## Directions
Starting with the line that contains "Can you find the sign", set down each line through the end of the entries below, exactly and with nothing added.

## Data for the task
** start **
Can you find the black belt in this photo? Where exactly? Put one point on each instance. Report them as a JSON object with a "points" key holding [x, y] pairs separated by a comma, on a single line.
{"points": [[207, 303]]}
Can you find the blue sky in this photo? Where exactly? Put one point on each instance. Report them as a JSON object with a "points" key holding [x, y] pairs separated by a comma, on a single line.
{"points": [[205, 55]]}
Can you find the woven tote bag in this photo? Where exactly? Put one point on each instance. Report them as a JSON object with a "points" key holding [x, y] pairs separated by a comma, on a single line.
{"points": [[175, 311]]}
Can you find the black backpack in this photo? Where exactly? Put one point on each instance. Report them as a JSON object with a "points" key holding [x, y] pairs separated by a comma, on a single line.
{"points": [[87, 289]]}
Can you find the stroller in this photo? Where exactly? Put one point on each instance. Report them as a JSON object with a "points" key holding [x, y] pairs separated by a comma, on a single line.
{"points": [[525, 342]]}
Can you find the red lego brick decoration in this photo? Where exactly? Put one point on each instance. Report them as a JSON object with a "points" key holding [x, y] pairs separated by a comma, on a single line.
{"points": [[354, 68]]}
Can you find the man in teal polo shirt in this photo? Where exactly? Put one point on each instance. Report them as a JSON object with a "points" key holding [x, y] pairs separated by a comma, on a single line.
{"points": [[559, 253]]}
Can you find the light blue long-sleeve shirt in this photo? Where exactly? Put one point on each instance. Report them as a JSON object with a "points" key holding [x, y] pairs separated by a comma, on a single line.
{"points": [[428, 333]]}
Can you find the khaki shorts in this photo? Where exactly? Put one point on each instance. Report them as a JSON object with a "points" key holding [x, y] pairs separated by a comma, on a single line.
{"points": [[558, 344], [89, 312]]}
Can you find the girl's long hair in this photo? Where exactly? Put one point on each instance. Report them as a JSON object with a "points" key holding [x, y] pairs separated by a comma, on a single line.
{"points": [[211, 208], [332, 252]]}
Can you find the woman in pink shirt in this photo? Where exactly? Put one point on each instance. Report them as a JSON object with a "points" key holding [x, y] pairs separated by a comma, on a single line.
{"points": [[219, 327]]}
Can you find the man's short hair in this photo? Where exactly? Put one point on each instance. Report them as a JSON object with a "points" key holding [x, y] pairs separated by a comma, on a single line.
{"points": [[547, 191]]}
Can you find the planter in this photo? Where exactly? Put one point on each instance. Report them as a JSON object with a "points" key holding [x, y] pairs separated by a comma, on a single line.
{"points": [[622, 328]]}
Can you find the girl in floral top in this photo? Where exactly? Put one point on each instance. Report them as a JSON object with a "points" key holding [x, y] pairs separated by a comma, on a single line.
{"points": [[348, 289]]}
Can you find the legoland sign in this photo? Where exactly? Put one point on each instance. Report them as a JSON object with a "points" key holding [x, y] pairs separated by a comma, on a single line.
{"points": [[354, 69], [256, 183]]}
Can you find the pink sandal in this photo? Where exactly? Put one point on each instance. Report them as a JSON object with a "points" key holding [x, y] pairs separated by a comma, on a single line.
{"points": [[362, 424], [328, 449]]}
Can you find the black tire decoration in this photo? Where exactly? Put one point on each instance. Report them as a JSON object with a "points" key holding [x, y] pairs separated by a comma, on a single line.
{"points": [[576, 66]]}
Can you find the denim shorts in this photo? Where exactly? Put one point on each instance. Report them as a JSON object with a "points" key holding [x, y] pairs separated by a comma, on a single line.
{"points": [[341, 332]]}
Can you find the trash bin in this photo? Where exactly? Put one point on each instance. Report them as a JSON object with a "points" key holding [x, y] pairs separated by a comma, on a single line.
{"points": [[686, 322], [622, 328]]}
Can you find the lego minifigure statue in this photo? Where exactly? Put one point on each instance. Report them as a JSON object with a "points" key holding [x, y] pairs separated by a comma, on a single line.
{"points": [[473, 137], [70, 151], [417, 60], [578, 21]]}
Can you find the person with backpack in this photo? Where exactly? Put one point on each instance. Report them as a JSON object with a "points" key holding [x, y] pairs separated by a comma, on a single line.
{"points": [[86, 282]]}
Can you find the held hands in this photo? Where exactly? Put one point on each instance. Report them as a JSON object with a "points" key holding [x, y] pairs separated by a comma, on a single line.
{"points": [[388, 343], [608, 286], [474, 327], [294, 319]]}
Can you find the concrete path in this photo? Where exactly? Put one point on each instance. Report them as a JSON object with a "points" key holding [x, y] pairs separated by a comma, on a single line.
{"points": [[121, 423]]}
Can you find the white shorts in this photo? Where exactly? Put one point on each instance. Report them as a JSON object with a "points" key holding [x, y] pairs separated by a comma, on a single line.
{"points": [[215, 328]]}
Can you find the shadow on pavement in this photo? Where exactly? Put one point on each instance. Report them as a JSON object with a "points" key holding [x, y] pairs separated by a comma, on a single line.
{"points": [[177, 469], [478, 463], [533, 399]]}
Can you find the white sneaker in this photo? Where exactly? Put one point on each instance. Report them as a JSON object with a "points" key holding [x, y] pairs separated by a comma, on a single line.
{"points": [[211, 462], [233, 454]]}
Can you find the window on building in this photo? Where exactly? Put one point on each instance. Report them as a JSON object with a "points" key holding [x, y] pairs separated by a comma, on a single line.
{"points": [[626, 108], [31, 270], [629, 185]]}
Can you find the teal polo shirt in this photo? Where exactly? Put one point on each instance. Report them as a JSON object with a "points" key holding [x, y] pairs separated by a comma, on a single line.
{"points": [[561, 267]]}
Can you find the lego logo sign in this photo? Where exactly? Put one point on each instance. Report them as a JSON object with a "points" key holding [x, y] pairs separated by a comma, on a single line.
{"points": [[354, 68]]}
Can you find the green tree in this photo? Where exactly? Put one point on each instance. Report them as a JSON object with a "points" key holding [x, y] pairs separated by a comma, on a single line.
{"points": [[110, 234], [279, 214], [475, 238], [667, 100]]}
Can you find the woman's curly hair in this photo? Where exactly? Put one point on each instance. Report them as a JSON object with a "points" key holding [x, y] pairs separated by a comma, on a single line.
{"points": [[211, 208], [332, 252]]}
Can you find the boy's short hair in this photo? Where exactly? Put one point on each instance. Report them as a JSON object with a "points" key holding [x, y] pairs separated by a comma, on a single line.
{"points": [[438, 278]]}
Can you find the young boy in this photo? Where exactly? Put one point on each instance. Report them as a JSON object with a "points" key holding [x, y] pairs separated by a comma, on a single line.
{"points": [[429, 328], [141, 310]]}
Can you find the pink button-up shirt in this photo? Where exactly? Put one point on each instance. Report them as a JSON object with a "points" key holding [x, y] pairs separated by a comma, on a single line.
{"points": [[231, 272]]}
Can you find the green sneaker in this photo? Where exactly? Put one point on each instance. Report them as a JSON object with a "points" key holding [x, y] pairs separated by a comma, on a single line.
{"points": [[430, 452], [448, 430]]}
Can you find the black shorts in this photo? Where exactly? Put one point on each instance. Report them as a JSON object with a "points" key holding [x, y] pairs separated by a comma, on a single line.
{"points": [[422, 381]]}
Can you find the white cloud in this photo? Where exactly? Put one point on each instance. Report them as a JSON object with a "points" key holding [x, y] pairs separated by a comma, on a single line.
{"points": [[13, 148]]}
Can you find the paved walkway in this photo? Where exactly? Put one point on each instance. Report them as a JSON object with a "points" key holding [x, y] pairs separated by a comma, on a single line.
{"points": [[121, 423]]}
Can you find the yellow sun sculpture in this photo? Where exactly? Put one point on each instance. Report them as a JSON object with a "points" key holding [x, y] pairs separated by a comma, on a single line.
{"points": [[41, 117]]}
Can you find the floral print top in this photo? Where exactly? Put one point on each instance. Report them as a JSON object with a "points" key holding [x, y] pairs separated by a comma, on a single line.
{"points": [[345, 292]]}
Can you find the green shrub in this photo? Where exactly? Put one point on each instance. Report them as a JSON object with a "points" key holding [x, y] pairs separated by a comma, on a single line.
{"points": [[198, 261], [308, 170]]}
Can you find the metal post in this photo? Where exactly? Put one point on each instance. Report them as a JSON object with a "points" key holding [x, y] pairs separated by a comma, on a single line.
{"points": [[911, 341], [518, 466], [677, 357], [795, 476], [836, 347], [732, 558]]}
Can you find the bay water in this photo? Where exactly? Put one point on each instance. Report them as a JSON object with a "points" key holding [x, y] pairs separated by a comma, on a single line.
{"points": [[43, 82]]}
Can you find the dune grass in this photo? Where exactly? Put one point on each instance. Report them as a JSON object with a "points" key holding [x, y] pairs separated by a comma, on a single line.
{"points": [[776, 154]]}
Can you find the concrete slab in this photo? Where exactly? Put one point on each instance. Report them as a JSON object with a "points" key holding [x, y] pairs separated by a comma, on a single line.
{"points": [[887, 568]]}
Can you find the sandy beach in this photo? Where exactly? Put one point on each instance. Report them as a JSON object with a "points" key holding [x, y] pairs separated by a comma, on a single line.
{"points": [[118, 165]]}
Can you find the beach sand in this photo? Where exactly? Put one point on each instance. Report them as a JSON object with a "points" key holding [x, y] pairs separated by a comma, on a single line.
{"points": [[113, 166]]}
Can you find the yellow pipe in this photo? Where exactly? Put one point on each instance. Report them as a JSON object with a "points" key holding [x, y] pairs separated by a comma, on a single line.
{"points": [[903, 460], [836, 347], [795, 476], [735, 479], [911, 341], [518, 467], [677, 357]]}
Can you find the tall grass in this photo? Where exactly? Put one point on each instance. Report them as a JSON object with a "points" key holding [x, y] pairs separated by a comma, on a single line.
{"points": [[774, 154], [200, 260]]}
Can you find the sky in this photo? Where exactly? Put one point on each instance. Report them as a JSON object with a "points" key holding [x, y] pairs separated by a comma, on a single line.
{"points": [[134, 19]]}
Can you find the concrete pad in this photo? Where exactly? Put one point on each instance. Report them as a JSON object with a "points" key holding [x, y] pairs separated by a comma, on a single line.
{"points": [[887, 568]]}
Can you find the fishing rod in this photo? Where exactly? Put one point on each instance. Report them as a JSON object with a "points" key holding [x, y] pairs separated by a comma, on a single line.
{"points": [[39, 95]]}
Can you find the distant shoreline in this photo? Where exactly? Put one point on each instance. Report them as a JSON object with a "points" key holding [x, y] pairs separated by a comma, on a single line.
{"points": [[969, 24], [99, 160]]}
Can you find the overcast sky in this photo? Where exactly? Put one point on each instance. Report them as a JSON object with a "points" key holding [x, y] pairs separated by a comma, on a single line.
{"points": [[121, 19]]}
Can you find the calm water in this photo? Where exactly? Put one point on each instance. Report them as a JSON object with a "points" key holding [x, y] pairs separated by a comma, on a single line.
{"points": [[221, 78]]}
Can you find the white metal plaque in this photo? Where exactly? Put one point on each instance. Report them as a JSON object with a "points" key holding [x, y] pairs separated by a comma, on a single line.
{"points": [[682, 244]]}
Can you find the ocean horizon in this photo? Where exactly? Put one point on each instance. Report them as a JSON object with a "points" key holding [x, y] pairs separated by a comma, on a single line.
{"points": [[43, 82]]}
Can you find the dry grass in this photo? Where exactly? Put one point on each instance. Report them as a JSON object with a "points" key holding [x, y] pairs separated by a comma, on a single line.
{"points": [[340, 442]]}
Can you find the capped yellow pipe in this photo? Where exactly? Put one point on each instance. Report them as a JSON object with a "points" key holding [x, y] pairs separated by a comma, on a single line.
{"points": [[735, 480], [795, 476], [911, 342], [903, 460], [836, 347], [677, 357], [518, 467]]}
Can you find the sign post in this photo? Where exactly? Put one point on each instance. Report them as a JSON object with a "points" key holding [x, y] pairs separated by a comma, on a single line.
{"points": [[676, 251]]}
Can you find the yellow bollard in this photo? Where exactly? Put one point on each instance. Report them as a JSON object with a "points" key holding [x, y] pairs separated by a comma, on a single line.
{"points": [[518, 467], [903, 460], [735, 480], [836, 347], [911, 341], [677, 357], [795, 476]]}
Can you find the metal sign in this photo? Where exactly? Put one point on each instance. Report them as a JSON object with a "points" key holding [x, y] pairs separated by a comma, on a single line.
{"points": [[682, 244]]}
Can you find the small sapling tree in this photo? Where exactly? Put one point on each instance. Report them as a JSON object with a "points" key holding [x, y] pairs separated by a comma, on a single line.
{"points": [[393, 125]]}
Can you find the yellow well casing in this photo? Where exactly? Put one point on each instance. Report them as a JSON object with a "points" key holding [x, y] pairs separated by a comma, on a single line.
** end **
## The completed task
Can you find the sign post in this photo? Where exactly? Put one point on each instance. Report them as a JSON object with a "points" key holding [x, y] pairs separated by a comma, on a single line.
{"points": [[676, 251]]}
Can you find the yellow bollard in this photo? Where exactly? Put one point on each instance. Report them as a JSON object with a "points" key holding [x, y] pairs separated by a comma, on a single line.
{"points": [[518, 467], [903, 460], [735, 480], [836, 347], [911, 341], [677, 357], [795, 476]]}
Can you find the metal sign in this photo? Where exactly? Put one point on each instance. Report them as a JSON object with a "points" key holding [x, y] pairs separated by a comma, on a single line.
{"points": [[682, 244]]}
Can you find the small sapling tree in this photo? Where exactly? Put one point on each instance. Report them as a JSON object with a "points" key holding [x, y] pairs separated by a comma, on a single line.
{"points": [[393, 125]]}
Can you find the yellow well casing in this photo? Where exactly? Put one point on each instance. Report them as a JSON object with a "points" key holding [x, y] pairs separated by a comma, on a single line.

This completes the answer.